PAGE TEXT:
^^^^
The existence of extraterrestrial life long has been one of the paramount questions of science. Scientists have used probes and telescopes to seek “biosignatures” - indirect signs of life - on other planets and moons in our solar system and beyond.
Data from NASA's Magellan spacecraft and Pioneer Venus Orbiter is used in an undated composite image of the planet Venus. (Courtesy: NASA/ JPL/ Caltech/ Reuters)
Scientists said on Monday they have detected in the harshly acidic clouds of Venus a gas called phosphine that indicates microbes may inhabit Earth’s inhospitable neighbor, a tantalizing sign of potential life beyond Earth.
The researchers did not discover actual life forms, but noted that on Earth phosphine is produced by bacteria thriving in oxygen-starved environments. The international scientific team first spotted the phosphine using the James Clerk Maxwell Telescope in Hawaii and confirmed it using the Atacama Large Millimeter/submillimeter Array (ALMA) radio telescope in Chile.
“I was very surprised – stunned, in fact,” said astronomer Jane Greaves of Cardiff University in Wales, lead author of the research published in the journal Nature Astronomy.
The existence of extraterrestrial life long has been one of the paramount questions of science. Scientists have used probes and telescopes to seek “biosignatures” – indirect signs of life – on other planets and moons in our solar system and beyond.
“With what we currently know of Venus, the most plausible explanation for phosphine, as fantastical as it might sound, is life,” said Massachusetts Institute of Technology molecular astrophysicist and study co-author Clara Sousa-Silva.
^^^^
TASK DESCRIPTION: Extend the news report on phosphine detected in the clouds of Venus, starting right after its final paragraph.

Saved entries
^^^^
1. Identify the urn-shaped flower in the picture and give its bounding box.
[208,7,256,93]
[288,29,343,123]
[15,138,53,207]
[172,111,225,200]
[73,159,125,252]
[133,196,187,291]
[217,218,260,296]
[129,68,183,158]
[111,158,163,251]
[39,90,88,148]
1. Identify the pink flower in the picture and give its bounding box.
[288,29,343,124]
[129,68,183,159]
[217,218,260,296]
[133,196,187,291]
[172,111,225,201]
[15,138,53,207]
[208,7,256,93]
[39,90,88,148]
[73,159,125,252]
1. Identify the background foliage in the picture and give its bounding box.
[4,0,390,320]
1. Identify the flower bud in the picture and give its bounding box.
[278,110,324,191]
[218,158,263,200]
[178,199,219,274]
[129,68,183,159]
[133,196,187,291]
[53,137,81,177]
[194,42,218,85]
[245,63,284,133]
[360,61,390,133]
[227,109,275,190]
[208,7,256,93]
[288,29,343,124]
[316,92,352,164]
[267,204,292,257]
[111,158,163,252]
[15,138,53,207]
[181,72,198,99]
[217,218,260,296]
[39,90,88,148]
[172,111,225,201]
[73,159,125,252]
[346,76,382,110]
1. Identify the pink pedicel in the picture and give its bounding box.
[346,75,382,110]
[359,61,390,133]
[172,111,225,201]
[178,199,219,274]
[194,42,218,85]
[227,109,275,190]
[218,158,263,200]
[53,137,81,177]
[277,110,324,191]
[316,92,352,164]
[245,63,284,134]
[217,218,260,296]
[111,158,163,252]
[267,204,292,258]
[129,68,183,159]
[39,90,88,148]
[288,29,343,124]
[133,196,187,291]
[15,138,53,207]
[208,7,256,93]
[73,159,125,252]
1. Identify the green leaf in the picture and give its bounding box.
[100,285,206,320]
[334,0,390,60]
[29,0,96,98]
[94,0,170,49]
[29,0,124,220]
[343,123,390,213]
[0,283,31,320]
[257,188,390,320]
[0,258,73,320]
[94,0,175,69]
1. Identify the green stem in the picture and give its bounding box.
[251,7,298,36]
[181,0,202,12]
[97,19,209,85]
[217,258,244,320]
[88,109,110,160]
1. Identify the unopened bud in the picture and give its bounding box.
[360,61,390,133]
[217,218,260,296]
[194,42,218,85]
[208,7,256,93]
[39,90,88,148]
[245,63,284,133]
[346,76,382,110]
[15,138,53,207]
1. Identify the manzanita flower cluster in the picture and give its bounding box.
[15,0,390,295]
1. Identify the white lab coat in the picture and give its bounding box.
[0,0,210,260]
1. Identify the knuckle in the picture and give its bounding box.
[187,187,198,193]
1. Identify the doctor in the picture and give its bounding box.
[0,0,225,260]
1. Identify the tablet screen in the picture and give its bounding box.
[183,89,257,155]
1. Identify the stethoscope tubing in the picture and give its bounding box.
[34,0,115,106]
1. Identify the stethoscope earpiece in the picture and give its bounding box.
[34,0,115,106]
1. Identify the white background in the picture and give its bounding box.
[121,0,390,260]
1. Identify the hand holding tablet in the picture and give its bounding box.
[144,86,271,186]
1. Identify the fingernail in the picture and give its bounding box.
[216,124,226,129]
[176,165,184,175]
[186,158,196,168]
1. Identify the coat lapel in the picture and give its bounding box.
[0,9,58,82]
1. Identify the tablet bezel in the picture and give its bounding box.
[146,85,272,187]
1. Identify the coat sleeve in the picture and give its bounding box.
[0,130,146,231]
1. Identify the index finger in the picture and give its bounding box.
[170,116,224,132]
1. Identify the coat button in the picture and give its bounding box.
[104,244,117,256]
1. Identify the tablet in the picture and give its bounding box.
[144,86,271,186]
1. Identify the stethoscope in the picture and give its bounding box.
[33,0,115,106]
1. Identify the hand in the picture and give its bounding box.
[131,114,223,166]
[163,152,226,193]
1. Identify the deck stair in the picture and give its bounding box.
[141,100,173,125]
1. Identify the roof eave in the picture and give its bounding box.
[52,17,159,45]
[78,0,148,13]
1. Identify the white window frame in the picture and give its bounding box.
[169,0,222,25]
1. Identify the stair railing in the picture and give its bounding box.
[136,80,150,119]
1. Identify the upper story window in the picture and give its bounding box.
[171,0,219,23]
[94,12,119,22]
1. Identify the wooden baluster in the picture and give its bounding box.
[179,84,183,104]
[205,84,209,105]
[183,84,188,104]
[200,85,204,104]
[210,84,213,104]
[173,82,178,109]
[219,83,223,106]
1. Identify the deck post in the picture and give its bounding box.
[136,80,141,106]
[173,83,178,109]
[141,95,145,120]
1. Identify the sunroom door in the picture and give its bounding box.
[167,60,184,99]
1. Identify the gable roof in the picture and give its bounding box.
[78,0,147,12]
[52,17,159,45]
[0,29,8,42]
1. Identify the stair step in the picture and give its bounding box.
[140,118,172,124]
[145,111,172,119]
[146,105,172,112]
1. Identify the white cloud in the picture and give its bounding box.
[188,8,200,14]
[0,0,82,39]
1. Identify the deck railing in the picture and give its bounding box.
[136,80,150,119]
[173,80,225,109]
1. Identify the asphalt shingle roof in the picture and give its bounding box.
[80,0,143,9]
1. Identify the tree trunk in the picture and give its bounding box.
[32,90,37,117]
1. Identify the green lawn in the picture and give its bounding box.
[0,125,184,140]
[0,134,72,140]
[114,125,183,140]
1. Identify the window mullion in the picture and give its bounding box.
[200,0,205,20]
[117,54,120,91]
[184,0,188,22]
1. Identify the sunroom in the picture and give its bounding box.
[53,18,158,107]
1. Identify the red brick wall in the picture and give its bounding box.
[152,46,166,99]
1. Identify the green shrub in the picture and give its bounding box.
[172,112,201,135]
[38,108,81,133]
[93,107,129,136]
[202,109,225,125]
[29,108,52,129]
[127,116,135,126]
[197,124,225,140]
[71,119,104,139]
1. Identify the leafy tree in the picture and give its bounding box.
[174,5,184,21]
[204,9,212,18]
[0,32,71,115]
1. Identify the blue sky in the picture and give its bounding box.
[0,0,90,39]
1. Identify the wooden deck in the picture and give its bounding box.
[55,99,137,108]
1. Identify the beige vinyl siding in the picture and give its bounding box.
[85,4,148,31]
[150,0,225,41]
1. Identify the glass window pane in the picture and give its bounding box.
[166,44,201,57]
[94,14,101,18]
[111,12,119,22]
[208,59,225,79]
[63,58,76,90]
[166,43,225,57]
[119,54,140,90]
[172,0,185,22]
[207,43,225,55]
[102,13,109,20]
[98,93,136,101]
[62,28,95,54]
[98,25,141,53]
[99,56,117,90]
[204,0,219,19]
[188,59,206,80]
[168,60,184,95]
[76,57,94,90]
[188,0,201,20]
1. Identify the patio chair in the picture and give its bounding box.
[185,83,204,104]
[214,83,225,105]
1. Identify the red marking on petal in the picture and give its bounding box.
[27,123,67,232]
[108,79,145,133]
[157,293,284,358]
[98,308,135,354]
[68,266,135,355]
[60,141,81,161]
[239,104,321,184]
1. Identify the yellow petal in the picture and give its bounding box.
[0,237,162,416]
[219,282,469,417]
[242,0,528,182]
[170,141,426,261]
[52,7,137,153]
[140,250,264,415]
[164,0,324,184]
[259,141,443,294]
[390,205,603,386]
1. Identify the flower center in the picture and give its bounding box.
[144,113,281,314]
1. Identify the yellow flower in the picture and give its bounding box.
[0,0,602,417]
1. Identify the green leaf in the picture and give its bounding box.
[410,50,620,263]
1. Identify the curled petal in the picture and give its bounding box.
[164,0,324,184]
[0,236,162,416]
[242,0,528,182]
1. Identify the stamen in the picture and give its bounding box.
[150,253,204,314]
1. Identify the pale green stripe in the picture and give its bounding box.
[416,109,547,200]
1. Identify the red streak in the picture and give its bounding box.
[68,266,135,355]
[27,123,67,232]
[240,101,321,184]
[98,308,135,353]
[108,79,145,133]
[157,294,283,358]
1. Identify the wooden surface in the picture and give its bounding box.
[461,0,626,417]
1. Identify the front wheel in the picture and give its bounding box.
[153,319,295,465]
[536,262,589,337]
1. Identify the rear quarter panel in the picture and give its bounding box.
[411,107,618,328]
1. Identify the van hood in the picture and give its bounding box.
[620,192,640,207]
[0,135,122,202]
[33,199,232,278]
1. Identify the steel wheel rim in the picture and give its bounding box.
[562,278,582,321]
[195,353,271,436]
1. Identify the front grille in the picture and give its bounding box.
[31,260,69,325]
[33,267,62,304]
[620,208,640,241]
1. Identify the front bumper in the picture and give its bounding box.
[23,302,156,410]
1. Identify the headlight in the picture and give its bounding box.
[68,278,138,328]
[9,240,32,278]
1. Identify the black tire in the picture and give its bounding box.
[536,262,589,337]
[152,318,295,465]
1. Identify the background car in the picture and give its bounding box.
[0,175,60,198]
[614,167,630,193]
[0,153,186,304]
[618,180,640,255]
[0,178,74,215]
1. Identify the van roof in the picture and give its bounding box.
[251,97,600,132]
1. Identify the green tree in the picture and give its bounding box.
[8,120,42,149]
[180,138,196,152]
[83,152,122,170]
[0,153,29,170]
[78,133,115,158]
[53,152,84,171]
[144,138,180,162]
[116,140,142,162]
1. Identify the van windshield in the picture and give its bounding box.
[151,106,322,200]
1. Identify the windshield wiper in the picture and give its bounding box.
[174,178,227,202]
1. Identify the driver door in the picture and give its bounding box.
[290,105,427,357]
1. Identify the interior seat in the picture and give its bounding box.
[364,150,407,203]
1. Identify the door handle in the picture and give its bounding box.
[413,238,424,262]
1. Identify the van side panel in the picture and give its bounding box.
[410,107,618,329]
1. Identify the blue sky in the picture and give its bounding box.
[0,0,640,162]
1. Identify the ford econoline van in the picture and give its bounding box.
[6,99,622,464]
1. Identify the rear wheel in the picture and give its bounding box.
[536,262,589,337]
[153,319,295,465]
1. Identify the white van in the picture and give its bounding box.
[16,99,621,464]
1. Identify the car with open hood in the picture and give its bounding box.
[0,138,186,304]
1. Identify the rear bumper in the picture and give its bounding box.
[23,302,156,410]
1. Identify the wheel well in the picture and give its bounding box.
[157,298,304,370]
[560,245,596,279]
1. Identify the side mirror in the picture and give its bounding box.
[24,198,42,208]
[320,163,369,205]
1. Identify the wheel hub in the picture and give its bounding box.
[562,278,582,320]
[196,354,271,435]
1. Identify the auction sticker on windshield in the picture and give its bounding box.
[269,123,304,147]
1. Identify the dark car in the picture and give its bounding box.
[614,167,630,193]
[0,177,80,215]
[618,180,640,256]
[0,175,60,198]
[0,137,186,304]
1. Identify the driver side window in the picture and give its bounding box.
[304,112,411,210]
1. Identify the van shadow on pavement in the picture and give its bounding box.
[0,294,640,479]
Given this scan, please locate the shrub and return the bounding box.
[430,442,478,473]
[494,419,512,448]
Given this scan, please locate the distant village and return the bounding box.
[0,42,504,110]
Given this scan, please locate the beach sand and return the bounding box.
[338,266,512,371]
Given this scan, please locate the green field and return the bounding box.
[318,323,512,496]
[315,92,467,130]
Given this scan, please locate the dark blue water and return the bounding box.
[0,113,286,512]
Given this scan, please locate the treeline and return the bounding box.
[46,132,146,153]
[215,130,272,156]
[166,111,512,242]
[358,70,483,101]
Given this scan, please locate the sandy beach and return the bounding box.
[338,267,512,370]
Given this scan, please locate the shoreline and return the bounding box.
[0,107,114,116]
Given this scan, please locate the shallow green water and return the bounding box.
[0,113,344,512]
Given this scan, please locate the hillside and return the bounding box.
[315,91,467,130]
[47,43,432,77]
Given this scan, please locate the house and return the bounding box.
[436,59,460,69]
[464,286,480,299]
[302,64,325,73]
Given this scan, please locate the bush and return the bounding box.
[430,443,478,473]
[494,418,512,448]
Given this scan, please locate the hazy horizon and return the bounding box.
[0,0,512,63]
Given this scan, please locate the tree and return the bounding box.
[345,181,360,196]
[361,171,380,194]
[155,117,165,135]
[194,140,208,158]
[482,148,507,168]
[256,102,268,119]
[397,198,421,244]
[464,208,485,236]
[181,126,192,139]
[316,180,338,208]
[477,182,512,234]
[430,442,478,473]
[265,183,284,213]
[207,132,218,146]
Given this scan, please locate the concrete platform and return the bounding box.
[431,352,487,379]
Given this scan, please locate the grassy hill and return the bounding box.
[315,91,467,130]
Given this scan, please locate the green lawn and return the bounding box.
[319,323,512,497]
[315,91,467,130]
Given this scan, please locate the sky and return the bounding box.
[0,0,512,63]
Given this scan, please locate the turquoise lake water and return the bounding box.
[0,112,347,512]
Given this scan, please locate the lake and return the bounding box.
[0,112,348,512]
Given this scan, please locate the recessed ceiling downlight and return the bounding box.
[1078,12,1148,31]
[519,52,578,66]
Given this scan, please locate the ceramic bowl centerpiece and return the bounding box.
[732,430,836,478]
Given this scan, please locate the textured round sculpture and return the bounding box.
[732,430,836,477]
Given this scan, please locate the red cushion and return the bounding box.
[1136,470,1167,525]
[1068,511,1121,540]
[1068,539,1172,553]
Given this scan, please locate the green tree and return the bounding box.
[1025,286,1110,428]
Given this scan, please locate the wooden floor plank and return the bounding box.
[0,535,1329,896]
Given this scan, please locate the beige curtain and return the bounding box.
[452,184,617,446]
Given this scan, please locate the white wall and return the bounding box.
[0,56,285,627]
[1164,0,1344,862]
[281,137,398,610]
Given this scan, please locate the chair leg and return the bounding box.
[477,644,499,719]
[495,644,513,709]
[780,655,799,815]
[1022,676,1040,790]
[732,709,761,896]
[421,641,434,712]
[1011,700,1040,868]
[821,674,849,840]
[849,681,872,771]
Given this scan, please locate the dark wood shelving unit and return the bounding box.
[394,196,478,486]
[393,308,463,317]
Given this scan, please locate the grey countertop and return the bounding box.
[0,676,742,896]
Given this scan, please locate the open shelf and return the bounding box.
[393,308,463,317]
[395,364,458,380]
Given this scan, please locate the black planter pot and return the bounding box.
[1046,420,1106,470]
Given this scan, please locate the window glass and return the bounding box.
^^^^
RESPONSE AREA:
“I should emphasize that life, as an explanation for our discovery, should be, as always, the last resort,” Sousa-Silva added. “This is important because, if it is phosphine, and if it is life, it means that we are not alone. It also means that life itself must be very common, and there must be many other inhabited planets throughout our galaxy.”
Phosphine – a phosphorus atom with three hydrogen atoms attached – is highly toxic to people.
Earth-based telescopes like those used in this research help scientists study the chemistry and other characteristics of celestial objects.
Phosphine was seen at 20 parts-per-billion in the Venusian atmosphere, a trace concentration. Greaves said the researchers examined potential non-biological sources such as volcanism, meteorites, lightning and various types of chemical reactions, but none appeared viable. The research continues to either confirm the presence of life or find an alternative explanation.
Venus is Earth’s closest planetary neighbor. Similar in structure but slightly smaller than Earth, it is the second planet from the sun. Earth is the third. Venus is wrapped in a thick, toxic atmosphere that traps in heat. Surface temperatures reach a scorching 880 degrees Fahrenheit (471 degrees Celsius), hot enough to melt lead.
“I can only speculate on what life might survive on Venus, if indeed it is there. No life would be able to survive on the surface of Venus, because it is completely inhospitable, even for biochemistries completely different from ours,” Sousa-Silva said. “But a long time ago, Venus could have had life on its surface, before a runaway greenhouse effect left the majority of the planet completely uninhabitable.”
THE ACID TEST Some scientists have suspected that the Venusian high clouds, with mild temperatures around 86 degrees Fahrenheit (30 degrees Celsius), could harbor aerial microbes that could endure extreme acidity. These clouds are around 90% sulphuric acid. Earth microbes could not survive that acidity.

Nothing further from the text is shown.